(Source data)
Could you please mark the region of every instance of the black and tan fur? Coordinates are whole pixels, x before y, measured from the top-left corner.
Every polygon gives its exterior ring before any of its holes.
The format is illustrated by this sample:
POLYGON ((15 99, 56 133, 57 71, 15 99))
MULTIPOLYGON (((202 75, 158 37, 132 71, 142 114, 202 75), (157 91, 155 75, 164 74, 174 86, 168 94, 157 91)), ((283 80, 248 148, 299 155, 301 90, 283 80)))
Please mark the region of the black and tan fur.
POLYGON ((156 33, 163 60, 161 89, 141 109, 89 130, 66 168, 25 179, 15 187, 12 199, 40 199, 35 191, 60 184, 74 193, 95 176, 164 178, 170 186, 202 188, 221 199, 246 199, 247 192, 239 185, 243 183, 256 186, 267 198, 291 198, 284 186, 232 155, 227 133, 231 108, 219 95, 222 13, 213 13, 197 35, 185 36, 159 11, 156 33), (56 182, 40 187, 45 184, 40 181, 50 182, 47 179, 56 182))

STATED PROBLEM:
Which lines of the items above contain the string "before", matching case? Report each of those lines in full.

TASK OUTPUT:
Could you please mark the region of every instance of the black and tan fur? Coordinates are whole pixels, x before y, measured from the top-left corner.
Every polygon gives its exterior ring before any of its holes.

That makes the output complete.